### Exercise prompt:
How many lines in the records below contain the string "tree"? Reply with the number only.

— Begin —

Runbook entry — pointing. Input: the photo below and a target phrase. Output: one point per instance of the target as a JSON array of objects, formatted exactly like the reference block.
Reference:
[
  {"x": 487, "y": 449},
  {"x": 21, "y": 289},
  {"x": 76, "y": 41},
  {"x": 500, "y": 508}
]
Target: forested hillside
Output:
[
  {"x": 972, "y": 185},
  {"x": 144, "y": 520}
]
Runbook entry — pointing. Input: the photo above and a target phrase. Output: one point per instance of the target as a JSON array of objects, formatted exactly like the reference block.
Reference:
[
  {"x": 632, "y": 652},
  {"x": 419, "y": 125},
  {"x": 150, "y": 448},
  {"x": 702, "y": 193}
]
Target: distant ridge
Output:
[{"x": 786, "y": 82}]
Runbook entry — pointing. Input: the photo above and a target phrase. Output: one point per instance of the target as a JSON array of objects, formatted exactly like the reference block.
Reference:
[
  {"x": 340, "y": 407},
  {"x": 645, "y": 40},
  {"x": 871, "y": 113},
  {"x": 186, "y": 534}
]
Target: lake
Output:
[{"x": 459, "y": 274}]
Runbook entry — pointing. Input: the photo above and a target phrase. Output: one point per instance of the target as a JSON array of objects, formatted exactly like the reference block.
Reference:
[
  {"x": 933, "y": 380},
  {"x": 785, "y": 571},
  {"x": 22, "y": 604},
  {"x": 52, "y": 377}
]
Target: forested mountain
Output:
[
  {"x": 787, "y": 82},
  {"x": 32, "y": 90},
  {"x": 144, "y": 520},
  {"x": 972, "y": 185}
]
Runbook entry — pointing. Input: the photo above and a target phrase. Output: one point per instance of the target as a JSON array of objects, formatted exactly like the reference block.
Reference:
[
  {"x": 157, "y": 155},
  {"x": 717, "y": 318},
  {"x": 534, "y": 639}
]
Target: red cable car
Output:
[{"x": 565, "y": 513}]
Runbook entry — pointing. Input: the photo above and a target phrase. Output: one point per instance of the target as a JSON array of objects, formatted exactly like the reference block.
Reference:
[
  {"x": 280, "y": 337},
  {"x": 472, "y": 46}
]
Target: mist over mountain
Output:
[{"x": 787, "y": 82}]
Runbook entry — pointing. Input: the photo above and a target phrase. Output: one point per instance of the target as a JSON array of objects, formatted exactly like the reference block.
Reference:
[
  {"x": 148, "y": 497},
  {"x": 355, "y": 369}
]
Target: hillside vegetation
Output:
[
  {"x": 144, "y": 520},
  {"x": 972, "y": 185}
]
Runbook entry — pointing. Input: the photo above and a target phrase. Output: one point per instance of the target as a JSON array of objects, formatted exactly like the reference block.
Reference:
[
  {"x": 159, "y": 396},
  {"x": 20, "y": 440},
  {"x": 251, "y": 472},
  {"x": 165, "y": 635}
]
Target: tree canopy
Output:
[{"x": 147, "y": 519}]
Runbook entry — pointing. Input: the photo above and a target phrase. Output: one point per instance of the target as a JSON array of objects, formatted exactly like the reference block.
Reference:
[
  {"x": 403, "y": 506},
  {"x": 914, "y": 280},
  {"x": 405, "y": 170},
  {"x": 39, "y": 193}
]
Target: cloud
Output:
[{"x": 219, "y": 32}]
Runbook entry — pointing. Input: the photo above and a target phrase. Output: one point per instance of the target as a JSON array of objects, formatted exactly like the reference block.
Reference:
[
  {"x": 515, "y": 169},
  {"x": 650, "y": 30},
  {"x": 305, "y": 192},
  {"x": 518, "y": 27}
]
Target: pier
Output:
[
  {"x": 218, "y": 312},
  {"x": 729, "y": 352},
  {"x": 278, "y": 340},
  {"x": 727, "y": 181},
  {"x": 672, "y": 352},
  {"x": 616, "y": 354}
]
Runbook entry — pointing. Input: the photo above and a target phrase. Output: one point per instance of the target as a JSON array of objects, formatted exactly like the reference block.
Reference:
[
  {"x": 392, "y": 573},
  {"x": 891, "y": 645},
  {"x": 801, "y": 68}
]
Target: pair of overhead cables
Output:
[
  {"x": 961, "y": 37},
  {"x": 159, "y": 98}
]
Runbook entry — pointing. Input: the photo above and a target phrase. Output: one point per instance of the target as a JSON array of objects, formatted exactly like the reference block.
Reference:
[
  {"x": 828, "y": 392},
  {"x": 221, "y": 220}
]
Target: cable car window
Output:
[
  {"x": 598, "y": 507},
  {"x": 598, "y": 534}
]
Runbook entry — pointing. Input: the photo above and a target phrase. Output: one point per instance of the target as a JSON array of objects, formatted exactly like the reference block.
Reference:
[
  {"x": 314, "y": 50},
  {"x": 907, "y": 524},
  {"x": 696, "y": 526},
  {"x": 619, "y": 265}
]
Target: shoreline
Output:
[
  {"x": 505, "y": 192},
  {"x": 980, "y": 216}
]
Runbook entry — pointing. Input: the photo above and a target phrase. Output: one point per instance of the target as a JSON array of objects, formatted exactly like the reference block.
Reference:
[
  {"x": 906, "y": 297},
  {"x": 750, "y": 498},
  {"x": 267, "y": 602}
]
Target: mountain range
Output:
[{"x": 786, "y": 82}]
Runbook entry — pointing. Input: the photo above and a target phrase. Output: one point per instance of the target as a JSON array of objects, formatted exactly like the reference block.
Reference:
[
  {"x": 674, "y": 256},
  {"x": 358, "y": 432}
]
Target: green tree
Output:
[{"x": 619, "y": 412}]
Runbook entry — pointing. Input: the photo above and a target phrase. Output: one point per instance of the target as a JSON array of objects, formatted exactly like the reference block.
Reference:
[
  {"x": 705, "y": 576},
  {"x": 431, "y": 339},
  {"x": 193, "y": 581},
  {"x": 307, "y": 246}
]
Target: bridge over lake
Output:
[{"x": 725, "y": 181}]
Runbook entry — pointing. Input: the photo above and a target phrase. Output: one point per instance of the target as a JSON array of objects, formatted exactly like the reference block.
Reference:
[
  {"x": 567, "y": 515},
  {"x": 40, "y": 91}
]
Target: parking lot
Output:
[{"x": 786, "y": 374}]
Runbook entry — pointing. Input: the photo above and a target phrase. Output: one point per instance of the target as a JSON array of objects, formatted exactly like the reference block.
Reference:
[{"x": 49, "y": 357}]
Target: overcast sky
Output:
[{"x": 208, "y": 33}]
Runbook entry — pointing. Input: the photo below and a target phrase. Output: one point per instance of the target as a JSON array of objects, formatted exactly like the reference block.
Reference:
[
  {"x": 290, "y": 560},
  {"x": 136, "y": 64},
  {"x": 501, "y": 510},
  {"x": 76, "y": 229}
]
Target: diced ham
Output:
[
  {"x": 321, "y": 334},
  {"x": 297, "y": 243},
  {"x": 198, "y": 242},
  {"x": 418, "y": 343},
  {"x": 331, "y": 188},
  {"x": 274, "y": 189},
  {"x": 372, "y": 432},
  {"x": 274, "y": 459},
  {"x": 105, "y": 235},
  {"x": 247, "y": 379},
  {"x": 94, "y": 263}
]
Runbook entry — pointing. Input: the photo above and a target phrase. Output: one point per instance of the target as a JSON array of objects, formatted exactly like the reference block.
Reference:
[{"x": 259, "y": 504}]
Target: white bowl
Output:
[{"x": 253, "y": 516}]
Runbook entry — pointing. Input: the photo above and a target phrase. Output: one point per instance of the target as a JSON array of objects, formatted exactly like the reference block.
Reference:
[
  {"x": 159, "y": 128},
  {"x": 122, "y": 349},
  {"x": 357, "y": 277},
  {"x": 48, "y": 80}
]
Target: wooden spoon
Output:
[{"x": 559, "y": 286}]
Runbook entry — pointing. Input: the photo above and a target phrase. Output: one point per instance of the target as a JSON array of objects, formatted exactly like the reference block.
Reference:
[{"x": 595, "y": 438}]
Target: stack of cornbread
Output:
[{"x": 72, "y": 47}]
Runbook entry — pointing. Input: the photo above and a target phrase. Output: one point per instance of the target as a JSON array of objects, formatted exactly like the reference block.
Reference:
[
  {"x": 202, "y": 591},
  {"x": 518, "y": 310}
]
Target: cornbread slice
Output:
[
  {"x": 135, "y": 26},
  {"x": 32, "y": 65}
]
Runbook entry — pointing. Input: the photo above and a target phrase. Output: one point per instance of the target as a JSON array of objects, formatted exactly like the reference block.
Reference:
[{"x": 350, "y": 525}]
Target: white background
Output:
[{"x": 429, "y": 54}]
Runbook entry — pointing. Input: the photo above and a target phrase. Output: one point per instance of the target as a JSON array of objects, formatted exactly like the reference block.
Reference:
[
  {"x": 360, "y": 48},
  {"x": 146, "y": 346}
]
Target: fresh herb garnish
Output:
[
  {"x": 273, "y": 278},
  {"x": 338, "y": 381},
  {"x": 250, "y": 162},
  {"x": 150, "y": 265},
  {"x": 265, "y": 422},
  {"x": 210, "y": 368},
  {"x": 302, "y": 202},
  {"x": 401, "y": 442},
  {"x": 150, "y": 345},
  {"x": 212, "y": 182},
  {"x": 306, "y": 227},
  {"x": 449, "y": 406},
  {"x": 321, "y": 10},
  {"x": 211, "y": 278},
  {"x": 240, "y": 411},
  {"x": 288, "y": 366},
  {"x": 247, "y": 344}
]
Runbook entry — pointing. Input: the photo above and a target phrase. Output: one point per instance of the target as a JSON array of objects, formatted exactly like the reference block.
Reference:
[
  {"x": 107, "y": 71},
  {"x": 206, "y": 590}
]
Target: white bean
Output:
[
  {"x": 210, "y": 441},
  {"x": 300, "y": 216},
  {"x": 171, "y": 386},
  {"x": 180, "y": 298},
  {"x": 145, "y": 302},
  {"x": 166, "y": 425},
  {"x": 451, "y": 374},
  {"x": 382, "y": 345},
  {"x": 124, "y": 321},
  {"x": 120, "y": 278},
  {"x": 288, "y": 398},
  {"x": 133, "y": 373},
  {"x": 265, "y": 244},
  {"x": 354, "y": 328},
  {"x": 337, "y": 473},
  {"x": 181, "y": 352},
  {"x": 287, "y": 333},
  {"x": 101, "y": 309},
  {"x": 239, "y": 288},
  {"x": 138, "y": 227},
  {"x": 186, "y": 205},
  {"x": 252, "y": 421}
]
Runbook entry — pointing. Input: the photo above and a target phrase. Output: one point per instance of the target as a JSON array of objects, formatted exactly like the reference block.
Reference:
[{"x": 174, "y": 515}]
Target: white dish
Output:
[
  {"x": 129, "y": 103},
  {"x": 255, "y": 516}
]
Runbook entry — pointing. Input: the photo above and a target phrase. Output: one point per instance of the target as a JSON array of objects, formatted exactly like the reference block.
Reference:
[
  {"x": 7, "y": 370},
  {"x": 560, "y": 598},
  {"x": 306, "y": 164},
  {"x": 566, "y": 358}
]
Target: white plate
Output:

— End —

### Solution to this task:
2